• GIVEN INSTRUCTION 1:
Convert the pine tree trunk entries below into a Markdown table. Use a Row column for the row number and a Line column for each line, and leave out blank lines.

• PASSAGE SHOWN:
-.-.-

To answer your question:

  • you could fold one end over the other and rivet it along the edge.

riveting-thin-copper-sheets-together

  • You can pattern it to work harden it
  • You could foldform it.  Foldforming
  • Rivet it to aluminum cuffs
  • Pierce it and rivet it to aluminum
  • You can also use corrugation to create thickness. I have a fun video on making corrugated metal.

v
Do you have a metal recycler nearby? I didn’t know if when you said “recycler”, you meant a metal recycler or not.  I get a 3 foot by 2 foot sheet of copper (22g) for 30.00 from mine – it lasts about a year. You can make a lot of different things with 22g copper. Which is about .03 cents a square inch.

Have you checked out Rio Grande’s prices or Metalliferous?  Rio Grande sells 2 sheets that are 6″ x 12″ (144 square inches) for $18.00.  Metalliferous sells 6″ x 6″ sheets (22g again) for $4.55.  These suppliers cost about .13 cents a square inch. You can make a bunch of stuff with a 6″ X 6″ sheet. The heavier gauges run a little more or you get less.

Rivet patterned or pierced copper to old leather belts to make cuffs.

Try Aluminum.  Online metals is another great place to purchase metal.  Here’s the link for 20 gauge Aluminum.

Also, below, is a cuff I made from 20 gauge aluminum.  The patterned cuff part is the aluminum and the fancy stuff is pre-made pieces from vintage jewelry supply – all riveted together – including the bezel.  The “Stone” is a piece of faceted glass.

aluminum-victorian-cuff Other metals to try are pewter and nickel.

More Copper Information

Replicating A Ring Of Mixed Metals

Question

“I have a question regarding making a bracelet or ring out of silver, sterling or PMC with a copper inlay. I am having a hard time doing it myself.
image (2)
This is similar to what I’m wanting.
Also, I use unique patinas on my rings but was wondering what to coat them with to prevent the patina from coming off.  Any ideas?”
Answer

What,  in particular,  are you having a hard time with?  Is it with soldering the copper to the silver?  The image you presented doesn’t appear to be inlay, it looks more like the metals were layered.  Here’s a video on metal inlay from Susan Rezac on YouTube.  Perhaps, though, a channel was cut in the copper and the brass (cut slightly wider than the groove and beveled on one edge) was hammered into the channel.  It’s hard to tell just from the photo.

-.-.-

• ENTRIES:
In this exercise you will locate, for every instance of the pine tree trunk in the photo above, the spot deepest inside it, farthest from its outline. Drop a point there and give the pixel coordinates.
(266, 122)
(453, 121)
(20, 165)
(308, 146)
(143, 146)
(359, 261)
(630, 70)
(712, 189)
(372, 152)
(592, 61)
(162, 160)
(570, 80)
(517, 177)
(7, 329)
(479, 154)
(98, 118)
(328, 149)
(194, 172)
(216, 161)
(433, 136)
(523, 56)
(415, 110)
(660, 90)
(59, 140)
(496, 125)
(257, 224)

-.-.-

• GIVEN INSTRUCTION 2:
Copy word for word everything in the jewelry metals passage from "More Copper Information" down to "from the photo.".

• WRITTEN SOLUTION 1:
| Row | Line |
|---|---|
| 1 | In this exercise you will locate, for every instance of the pine tree trunk in the photo above, the spot deepest inside it, farthest from its outline. Drop a point there and give the pixel coordinates. |
| 2 | (266, 122) |
| 3 | (453, 121) |
| 4 | (20, 165) |
| 5 | (308, 146) |
| 6 | (143, 146) |
| 7 | (359, 261) |
| 8 | (630, 70) |
| 9 | (712, 189) |
| 10 | (372, 152) |
| 11 | (592, 61) |
| 12 | (162, 160) |
| 13 | (570, 80) |
| 14 | (517, 177) |
| 15 | (7, 329) |
| 16 | (479, 154) |
| 17 | (98, 118) |
| 18 | (328, 149) |
| 19 | (194, 172) |
| 20 | (216, 161) |
| 21 | (433, 136) |
| 22 | (523, 56) |
| 23 | (415, 110) |
| 24 | (660, 90) |
| 25 | (59, 140) |
| 26 | (496, 125) |
| 27 | (257, 224) |

• WRITTEN SOLUTION 2:
More Copper Information

Replicating A Ring Of Mixed Metals

Question

“I have a question regarding making a bracelet or ring out of silver, sterling or PMC with a copper inlay. I am having a hard time doing it myself.
image (2)
This is similar to what I’m wanting.
Also, I use unique patinas on my rings but was wondering what to coat them with to prevent the patina from coming off.  Any ideas?”
Answer

What,  in particular,  are you having a hard time with?  Is it with soldering the copper to the silver?  The image you presented doesn’t appear to be inlay, it looks more like the metals were layered.  Here’s a video on metal inlay from Susan Rezac on YouTube.  Perhaps, though, a channel was cut in the copper and the brass (cut slightly wider than the groove and beveled on one edge) was hammered into the channel.  It’s hard to tell just from the photo.